* **EXPLORE THE MATERIAL**:
(A) Reproduce verbatim the part of the triskaidekaphobia passage between "And note, this" and "up from that.", inclusive.
(B) According to the triskaidekaphobia passage, what number were the Romans obsessed with?
(C) Continue the triskaidekaphobia passage from its final sentence.

** EXCERPT TO READ follows **

Triskaidekaphobia-- fear of the number thirteen-- may seem superstitious and even silly, but for some it is well nigh crippling. There are those who won't even leave the house on the thirteenth of a month for fear of foul fortune. How will they manage in this once-in-a-century year of every single day having a thirteen appended to the date? And for those who follow politics, note the odd coincidence of this being the one-hundred and thirteenth US Congress.

And note, this is fairly uniquely a Western problem. In Asia, the number thirteen has never been deemed significant as a portent of one sort of luck or another (not to suggest that Asians are immune from superstition -- far from it, they simply have different sets of lucky and unlucky numbers, and so different associated phobias). The origin of the numerological assignment of fate is hazy, with many tying it to the thirteen portrayed as having been present at the Last Supper, though the best theory focuses on the preexisting obsession of the Romans with the neatly divisible number twelve, thirteen being one indivisible deviation up from that.

** End of EXCERPT TO READ **
** DATA UNDER STUDY follows **

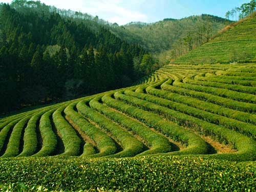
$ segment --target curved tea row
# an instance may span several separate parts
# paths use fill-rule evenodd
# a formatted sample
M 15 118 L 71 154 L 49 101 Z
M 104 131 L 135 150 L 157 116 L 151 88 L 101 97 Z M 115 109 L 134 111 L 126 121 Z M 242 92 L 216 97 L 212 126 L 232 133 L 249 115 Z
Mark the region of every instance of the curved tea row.
M 256 65 L 168 65 L 142 84 L 0 120 L 2 158 L 256 159 Z

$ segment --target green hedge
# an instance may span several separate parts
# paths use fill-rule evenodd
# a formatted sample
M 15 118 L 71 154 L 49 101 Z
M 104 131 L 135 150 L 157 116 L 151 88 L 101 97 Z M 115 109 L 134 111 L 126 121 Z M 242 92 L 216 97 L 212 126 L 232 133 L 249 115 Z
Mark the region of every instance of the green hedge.
M 228 90 L 224 89 L 211 88 L 209 87 L 198 86 L 195 84 L 182 83 L 176 80 L 173 84 L 174 86 L 185 88 L 188 90 L 206 93 L 218 96 L 233 99 L 239 101 L 255 103 L 256 96 L 236 91 Z
M 53 119 L 56 129 L 60 134 L 60 137 L 65 147 L 61 155 L 77 156 L 80 154 L 81 140 L 76 134 L 74 128 L 62 115 L 66 106 L 58 108 L 53 114 Z
M 237 163 L 203 157 L 0 160 L 0 190 L 10 184 L 13 191 L 22 185 L 26 191 L 35 185 L 57 191 L 103 187 L 122 191 L 253 191 L 255 176 L 255 162 Z M 17 181 L 20 183 L 11 184 Z
M 105 99 L 111 100 L 111 94 L 106 95 L 103 97 Z M 147 150 L 139 155 L 145 155 L 160 153 L 167 153 L 171 151 L 170 143 L 166 138 L 152 131 L 148 127 L 143 124 L 132 120 L 127 116 L 117 112 L 111 108 L 104 105 L 98 102 L 98 99 L 94 99 L 90 102 L 91 106 L 104 114 L 108 117 L 111 118 L 115 122 L 121 124 L 128 130 L 134 132 L 141 137 L 148 145 L 151 146 Z
M 80 110 L 78 107 L 78 109 Z M 141 142 L 118 124 L 106 118 L 103 115 L 85 105 L 81 112 L 83 115 L 110 132 L 114 137 L 115 140 L 120 143 L 123 151 L 112 155 L 111 157 L 132 157 L 143 151 L 144 146 Z
M 89 101 L 89 99 L 82 100 L 77 104 L 77 109 L 81 114 L 83 114 L 84 109 L 87 108 L 86 103 Z M 65 113 L 81 131 L 96 143 L 99 151 L 98 154 L 94 154 L 96 152 L 93 151 L 92 145 L 86 143 L 82 155 L 89 155 L 96 158 L 114 154 L 117 151 L 117 147 L 113 140 L 100 129 L 91 124 L 82 115 L 74 111 L 74 104 L 68 106 L 65 110 Z
M 236 111 L 189 96 L 155 89 L 155 87 L 161 84 L 162 84 L 162 82 L 148 86 L 146 89 L 146 93 L 171 101 L 185 104 L 188 106 L 208 112 L 256 124 L 256 115 L 255 114 Z M 166 86 L 168 87 L 168 86 Z
M 115 94 L 116 95 L 118 92 Z M 164 120 L 159 115 L 150 113 L 138 108 L 128 105 L 114 99 L 110 99 L 110 97 L 104 97 L 102 101 L 109 106 L 129 114 L 148 126 L 155 128 L 157 130 L 171 137 L 175 141 L 186 143 L 187 148 L 179 152 L 170 152 L 170 154 L 202 154 L 207 152 L 207 145 L 199 136 L 193 132 L 170 121 Z M 167 153 L 168 154 L 168 153 Z
M 186 78 L 184 80 L 184 82 L 192 84 L 196 84 L 207 87 L 222 88 L 250 94 L 256 94 L 256 88 L 254 87 L 243 86 L 238 84 L 228 84 L 216 82 L 198 81 L 194 80 L 188 78 Z
M 218 154 L 216 156 L 232 160 L 256 160 L 256 141 L 241 134 L 152 102 L 126 96 L 120 92 L 116 93 L 115 97 L 131 104 L 142 107 L 145 110 L 162 115 L 165 118 L 177 122 L 180 125 L 194 127 L 203 134 L 216 137 L 221 142 L 227 141 L 238 150 L 237 153 L 220 155 Z
M 53 132 L 51 120 L 52 114 L 55 111 L 55 109 L 50 110 L 41 117 L 39 127 L 42 140 L 42 147 L 33 156 L 45 157 L 51 156 L 54 154 L 56 150 L 57 145 L 57 137 Z
M 25 126 L 31 117 L 28 116 L 22 119 L 15 125 L 9 139 L 7 148 L 2 157 L 12 157 L 17 156 L 20 152 L 22 132 L 24 131 Z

** End of DATA UNDER STUDY **

* **RESULTS FOR THE EXERCISE**:
(A)
And note, this is fairly uniquely a Western problem. In Asia, the number thirteen has never been deemed significant as a portent of one sort of luck or another (not to suggest that Asians are immune from superstition -- far from it, they simply have different sets of lucky and unlucky numbers, and so different associated phobias). The origin of the numerological assignment of fate is hazy, with many tying it to the thirteen portrayed as having been present at the Last Supper, though the best theory focuses on the preexisting obsession of the Romans with the neatly divisible number twelve, thirteen being one indivisible deviation up from that.

(B) Twelve, a neatly divisible number.

(C)
There will, as usual, be twelve 'thirteenths' of the month this year. Coming up in a week and a half will be the first thirteenth of 2013, and an hour past noon on that day will be thirteen-hundred hours for those keeping military time, and thirteen minutes into that hour, the first of twelve 13:13s on the 13th of '13. Such an abundance of thirteens flying around may, for the triskaidekaphobic, suffice to effect a sort of radical therapy, a final confrontation of the thing feared powerful enough to dispel the fear altogether. But then again, if for some strange reason, the number thirteen really does bring bad luck with it-- well, then hold onto your seats, folks. It's going to be a bumpy year.


Note: Shortly after noding this entry, this noder reached level 13: Guardian of the Word.